■ PAGE EXTRACT
▽
The absence of actual prejudice to the complainants does not excuse rates which otherwise violate Inters. Com. Act, § 2.- Capital C. G. Co. v. Central Vt. R. Co., 11 Inters. Com. R. 104.

[8] Carrier bound by acts of agents.

A carrier is bound by the acts of its depot agent in giving rates.Southern R. Co. v. Anniston, F. & M. Co., 135 Ala. 315, 33 So. 274.

The receipt of goods marked for a particular destination beyond the terminus of the receiving carrier's line, without an express undertaking to do more than transport to that terminus and deliver to the connecting carrier, does not make such initial carrier bound by the statement of its local station agent as to the rates to be charged over the connecting lines. -McLagan v. Ch. & N. W. R. Co., 116 Iowa, 183, 89 N. W. 233.

[9] Divisibility of contracts.

Where a contract for shipment of coal contains a clause void for giving discriminatory rates and also a clause apparently valid, the court will not enforce the latter where the apparent intent of the whole was to create a monopoly.- Burlington, C. R. & N. R. Co. v. Northwestern F. Co., 31 Fed. 652.

[10] Joint and several responsibility of carriers.

It is the duty of a connecting carrier to transport cars delivered to it by initial carriers, and it is not rendered liable for an alleged wrongful act of the initial carrier merely because of the adoption of a joint through rate.— Penn Refining Co. v. W. N. Y. & P. R. Co., 208 U. S. 208, 28 Sup. Ct. R. (U. S.) 268, affg. s. c. 137 Fed. 343.

It is not essential to the commission of the offense of giving a concession from a through rate over connecting lines of railroad that the rate be a joint one established by all the carriers and filed with the Interstate Commerce Commission. If an initial carrier accepts traffic for transportation and issues its bill of lading over a route made up of connecting roads for which no joint through rate has been published and filed, the lawful through rate to be charged is the sum of the local and joint rates.- Chicago, B & Q. R. R. Co. v. U. S., 157 Fed. 830.

Each carrier which is a member of a through line which gives an unfair and oppressive joint rate, is severally as well as jointly responsi ble. Interst. Com. Commission v. L. & N. R. Co., 118 Fed. 613.

[11] Shipper may not rely on statements of carriers' agents as to rates.

A shipper is charged with knowing the lawful rate, if it has been duly published. U. S. v. Standard Oil Co., 155 Fed. 305.

Shippers and consignees cannot rely, for the lawful rate or charge, on what is quoted to them by the carriers' agents, but must be guided by the published rate sheets.- Suffern, H. & Co. v. Indiana, D. & W. R. Co., 7 Inters. Com. R. 255.

[12] Secrecy of rate not test of lawfulness.

A special rate does not become unlawful merely because the public has no notice thereof.- Hoover v. Pa. R. Co., 156 Pa. 220, 27 Atl. 282, 22 L. R. A. 263.
△
■ GIVEN ENTRIES
▽
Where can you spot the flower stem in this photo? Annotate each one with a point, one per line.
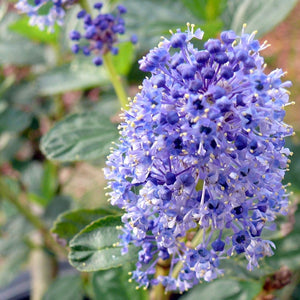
(158, 291)
(108, 64)
(115, 80)
(7, 194)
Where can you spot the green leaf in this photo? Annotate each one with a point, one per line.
(20, 52)
(58, 205)
(94, 249)
(259, 15)
(78, 75)
(12, 264)
(124, 59)
(113, 284)
(78, 137)
(70, 223)
(68, 287)
(205, 9)
(14, 120)
(9, 146)
(217, 290)
(23, 28)
(151, 19)
(49, 180)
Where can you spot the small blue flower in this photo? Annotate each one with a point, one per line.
(36, 12)
(101, 33)
(201, 151)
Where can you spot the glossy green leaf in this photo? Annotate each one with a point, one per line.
(259, 15)
(78, 137)
(151, 19)
(70, 223)
(14, 120)
(94, 247)
(57, 206)
(68, 287)
(113, 284)
(124, 59)
(78, 75)
(13, 263)
(49, 180)
(205, 9)
(9, 146)
(20, 52)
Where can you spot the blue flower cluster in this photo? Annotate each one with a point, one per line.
(100, 33)
(199, 165)
(44, 13)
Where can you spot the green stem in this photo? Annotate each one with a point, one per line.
(7, 194)
(115, 79)
(107, 61)
(158, 291)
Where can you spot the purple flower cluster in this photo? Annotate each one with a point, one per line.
(199, 165)
(100, 33)
(44, 13)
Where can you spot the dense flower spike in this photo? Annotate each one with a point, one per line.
(100, 34)
(199, 166)
(44, 13)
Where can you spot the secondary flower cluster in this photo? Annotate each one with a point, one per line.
△
■ TASKS TO CARRY OUT
(1) In the railroad rates digest, what is a shipper charged with knowing if it has been duly published?
(2) List every numbered section heading in the railroad rates digest.
(3) Pick up the railroad rates digest after its last sentence and write the next entry in the same style.
The records play no part in what follows.

■ TASK RESULTS
(1) The lawful rate.

(2)
[8] Carrier bound by acts of agents.
[9] Divisibility of contracts.
[10] Joint and several responsibility of carriers.
[11] Shipper may not rely on statements of carriers' agents as to rates.
[12] Secrecy of rate not test of lawfulness.

(3)
[13] Validity of bill of lading as affected by giving of rebates.

The giving of an unlawful rebate by a carrier does not invalidate the bill of lading under which the shipment was made so as to exempt the carrier from liability for loss of or injury to the goods shipped.- Merchants' Cotton Press Co. v. N. A. Ins. Co., 151 U. S. 368, 14 Sup. Ct. R. 367, affg. s. c. 91 Tenn. 537, 19 S. W. 755.

[14] General rules and principles.

The words "undue" or "unreasonable" preference or advantage necessarily involve the idea or element of comparison of one service or traffic with another similarly situated and circumstanced, and require that, to be undue and unreasonable, the preference or prejudice must relate and have reference to competing parties, producing between them unfairness and an unjust inequality in the rates charged them, respectively, for contemporaneous service under substantially the same circumstances and conditions. In determining the question whether rates give an undue preference or impose an undue disadvantage, consideration must be had to the relation which the persons or traffic bear to each other and to the carrier.-Interst. Com. Commission v. B. & O. R. Co., 43 Fed. 37; affd. 145 U. S. 263, 12 Sup. Ct. R. (U. S.) 844.

Rates cannot be adjudged in exact mathematical relation.— National Hay Assn. v. L. S. & M. S. R. Co., 9 Inters. Com. R. 264.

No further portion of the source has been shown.